Please swap "operations lead" for "project manager" throughout the entries below, keeping every other word the same and leaving out the pictures.

▬▬▬▬▬▬

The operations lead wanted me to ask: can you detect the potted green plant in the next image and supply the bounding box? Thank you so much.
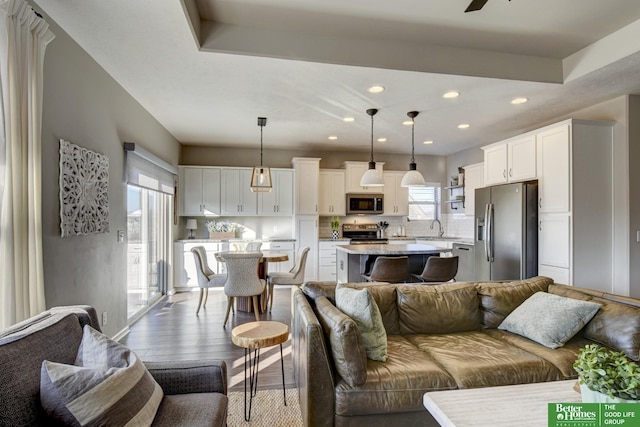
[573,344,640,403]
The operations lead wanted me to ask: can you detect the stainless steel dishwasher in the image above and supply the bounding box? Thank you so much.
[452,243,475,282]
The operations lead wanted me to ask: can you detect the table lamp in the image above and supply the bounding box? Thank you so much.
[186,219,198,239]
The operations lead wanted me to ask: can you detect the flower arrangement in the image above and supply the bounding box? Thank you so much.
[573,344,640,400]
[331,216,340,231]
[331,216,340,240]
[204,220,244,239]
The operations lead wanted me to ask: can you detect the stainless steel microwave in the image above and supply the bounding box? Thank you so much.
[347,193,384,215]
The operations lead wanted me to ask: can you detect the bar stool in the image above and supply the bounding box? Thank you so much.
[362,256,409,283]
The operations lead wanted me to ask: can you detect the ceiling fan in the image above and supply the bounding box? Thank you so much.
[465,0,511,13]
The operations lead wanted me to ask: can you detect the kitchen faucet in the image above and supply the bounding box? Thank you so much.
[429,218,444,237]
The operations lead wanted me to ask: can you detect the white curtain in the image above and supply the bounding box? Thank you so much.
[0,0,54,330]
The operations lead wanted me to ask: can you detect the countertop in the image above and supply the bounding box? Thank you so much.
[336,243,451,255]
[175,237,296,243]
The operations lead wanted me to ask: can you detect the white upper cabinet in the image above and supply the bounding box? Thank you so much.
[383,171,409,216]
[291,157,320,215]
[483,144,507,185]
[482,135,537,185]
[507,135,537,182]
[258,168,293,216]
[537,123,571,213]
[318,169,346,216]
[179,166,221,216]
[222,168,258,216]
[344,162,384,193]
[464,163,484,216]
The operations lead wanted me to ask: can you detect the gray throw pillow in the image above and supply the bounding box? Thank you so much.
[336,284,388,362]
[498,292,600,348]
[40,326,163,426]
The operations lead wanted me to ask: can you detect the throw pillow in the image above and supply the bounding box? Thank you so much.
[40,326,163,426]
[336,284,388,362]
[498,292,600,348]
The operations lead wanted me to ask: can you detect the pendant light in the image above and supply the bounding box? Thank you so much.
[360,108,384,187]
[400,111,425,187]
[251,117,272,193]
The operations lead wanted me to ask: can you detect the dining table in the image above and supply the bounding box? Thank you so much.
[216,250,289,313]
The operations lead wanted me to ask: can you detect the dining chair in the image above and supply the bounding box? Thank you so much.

▬▬▬▬▬▬

▸ **REPLY TO THE TASK**:
The project manager wanted me to ask: can you detect the potted green plant in the next image and supply the bounding box? Thank you so much.
[573,344,640,403]
The project manager wanted me to ask: can you detect the stainless steel dishwasher in the image above and supply the bounding box? Thank you so much.
[452,243,475,282]
The project manager wanted me to ask: can you detect the table lamp in the image above and supply the bounding box? Thank you so much.
[186,219,198,239]
The project manager wanted me to ask: can you detect the flower arrangement in the image above and supply the bounding box? Thank you so much.
[573,344,640,400]
[331,216,340,231]
[331,216,340,240]
[204,220,244,239]
The project manager wanted me to ask: can you detect the stainless steel microwave in the image above and supply the bounding box? Thank you so much.
[347,193,384,215]
The project manager wanted me to ask: can you detect the bar stool in the image above and supply the bounding box? Thank you so much.
[362,256,409,283]
The project manager wanted me to ask: can you detect the ceiling fan in the image above and supply the bounding box? Thank you so much.
[465,0,511,13]
The project manager wanted me to ask: can you detect the kitchen faucet in the image above and supply the bounding box? Thank you so much.
[429,218,444,237]
The project manager wanted me to ask: can you detect the white curtain in the image above and supply the bounding box? Thank you so much.
[0,0,54,330]
The project manager wanted me to ask: can you detect the countertop in the image above and supply the bounding box? Thank you so much.
[336,243,451,255]
[175,237,296,243]
The project manager wanted me to ask: can you detect the white upper cabinet in the image above and supply the bounding box? Thank you so much.
[383,171,409,216]
[291,157,320,215]
[483,144,507,185]
[482,135,537,185]
[507,135,537,182]
[258,168,293,216]
[537,123,571,213]
[318,169,346,216]
[179,166,221,216]
[222,168,258,216]
[344,162,384,193]
[464,163,484,216]
The project manager wanted me to ask: can you detect the gray throw pillow in the image above and supply the bounding box? Thank you so much.
[336,284,388,362]
[498,292,600,348]
[40,326,163,426]
The project manager wanted me to ask: can you detect the throw pillow in the image above and supply the bounding box? Thank you so much.
[40,326,163,426]
[336,284,388,362]
[498,292,600,348]
The project manager wanted me to ask: can you detect the pendant light in the image above and supply the bounding box? Thank you so much.
[360,108,384,187]
[400,111,425,187]
[251,117,272,193]
The project manager wanted me to ask: can you detect the dining table in the image above and supply the bounding box? Thank you so much.
[216,250,289,313]
The project manager wanted me to ask: can you detect the dining chair in the image above and supply the bounding box? Thank you so much.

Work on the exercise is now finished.